● WRITTEN TASK A
Render the rows below as a Markdown table with the columns Position and Text, one line per table row and blank lines omitted, starting at the row that contains "In this exercise you will mark the submerged" and ending at the last row.
━━━
Blog | February 2, 2022

Slipping and Sliding All Over Town ― What are the Responsibilities of a Landowner for Winter Wonderland Conditions?

Pennsylvania weather is the source (and butt) of many jokes. Many of them rightfully revolve around the fact that we can go from feeling like summer to a blizzard in about twelve hours. Of course, with so much ice and snow upon us, one may wonder, “Hey, as a landowner, what are my responsibilities for making sure my property is safe for others?” Or, you may wonder, “You know what? As a pedestrian, shopper, or visitor to someone else’s property, what exactly do I need to consider if I get hurt in a premises liability case?” You probably have never asked those questions of yourself on a whim, but today, we’re going to do it for you.

First, it’s important to understand what we’re talking about. “Premises liability” cases are cases that revolve around the dangers of real property. Real property is land and homes. As ice and snow fall on land, any case arising out of them is a premises liability case. It’s not restricted to weather hazards, however. A pothole, an improperly elevated sidewalk, or a wooden floorboard that’s rotted and prone to collapse when you step on it will also count as premises liability hazards.

Second, it’s just as important to understand that, when it comes to premises liability, there are three strict ‘categories’ of visitor that all but dictate the outcome of any determination of liability. Deciding which one a visitor is in can be the most challenging and most pivotal part of a case like this.
━━━
● WRITTEN TASK B
According to the blog post on premises liability, how many categories of visitor are there?

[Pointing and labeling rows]
━━━
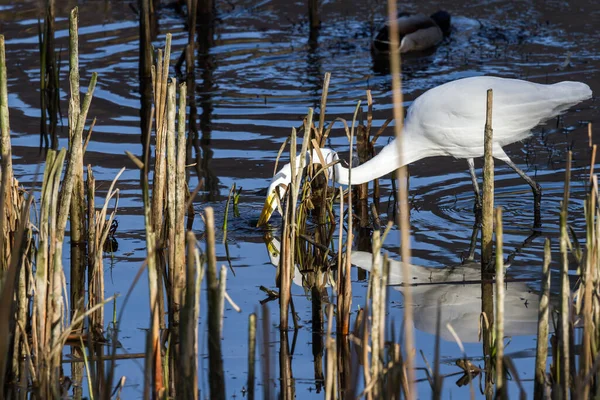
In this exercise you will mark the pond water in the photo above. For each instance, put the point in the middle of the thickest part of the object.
(255, 82)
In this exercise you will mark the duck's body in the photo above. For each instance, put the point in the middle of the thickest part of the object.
(417, 32)
(450, 119)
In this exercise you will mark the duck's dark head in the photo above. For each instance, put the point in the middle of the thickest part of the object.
(442, 19)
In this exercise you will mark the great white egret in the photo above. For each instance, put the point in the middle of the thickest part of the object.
(449, 120)
(417, 32)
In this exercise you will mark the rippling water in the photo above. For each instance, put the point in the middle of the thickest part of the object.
(257, 77)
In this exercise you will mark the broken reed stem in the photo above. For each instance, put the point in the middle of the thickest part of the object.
(188, 362)
(160, 101)
(344, 281)
(321, 138)
(542, 332)
(251, 355)
(376, 289)
(487, 223)
(403, 216)
(226, 216)
(6, 171)
(216, 373)
(330, 347)
(500, 385)
(77, 204)
(565, 302)
(586, 357)
(285, 263)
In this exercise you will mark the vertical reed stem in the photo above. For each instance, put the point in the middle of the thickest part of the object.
(542, 332)
(565, 298)
(251, 354)
(6, 172)
(500, 385)
(216, 374)
(487, 225)
(403, 223)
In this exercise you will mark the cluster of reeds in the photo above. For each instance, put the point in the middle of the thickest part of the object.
(38, 318)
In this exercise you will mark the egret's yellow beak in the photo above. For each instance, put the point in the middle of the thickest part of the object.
(271, 247)
(268, 208)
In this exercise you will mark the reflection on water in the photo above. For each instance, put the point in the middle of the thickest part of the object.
(458, 291)
(252, 77)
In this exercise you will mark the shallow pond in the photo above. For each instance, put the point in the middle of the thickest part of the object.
(255, 81)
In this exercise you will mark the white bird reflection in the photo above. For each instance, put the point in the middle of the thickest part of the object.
(458, 289)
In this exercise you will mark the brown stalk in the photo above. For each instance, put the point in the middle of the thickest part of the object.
(216, 373)
(542, 332)
(403, 216)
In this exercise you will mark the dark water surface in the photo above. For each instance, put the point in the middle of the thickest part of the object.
(256, 81)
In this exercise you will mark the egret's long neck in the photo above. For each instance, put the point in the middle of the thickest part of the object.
(388, 160)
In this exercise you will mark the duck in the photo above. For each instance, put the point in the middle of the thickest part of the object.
(417, 32)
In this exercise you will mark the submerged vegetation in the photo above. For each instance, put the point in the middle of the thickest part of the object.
(43, 326)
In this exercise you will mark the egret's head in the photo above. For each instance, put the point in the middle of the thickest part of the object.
(275, 194)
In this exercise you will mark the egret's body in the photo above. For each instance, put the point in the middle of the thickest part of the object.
(450, 119)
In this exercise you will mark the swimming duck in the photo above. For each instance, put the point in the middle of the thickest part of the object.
(417, 32)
━━━
● FINISHED ANSWER A
| Position | Text |
|---|---|
| 1 | In this exercise you will mark the submerged vegetation in the photo above. For each instance, put the point in the middle of the thickest part of the object. |
| 2 | (43, 326) |
| 3 | In this exercise you will mark the egret's head in the photo above. For each instance, put the point in the middle of the thickest part of the object. |
| 4 | (275, 194) |
| 5 | In this exercise you will mark the egret's body in the photo above. For each instance, put the point in the middle of the thickest part of the object. |
| 6 | (450, 119) |
| 7 | In this exercise you will mark the swimming duck in the photo above. For each instance, put the point in the middle of the thickest part of the object. |
| 8 | (417, 32) |

● FINISHED ANSWER B
Three.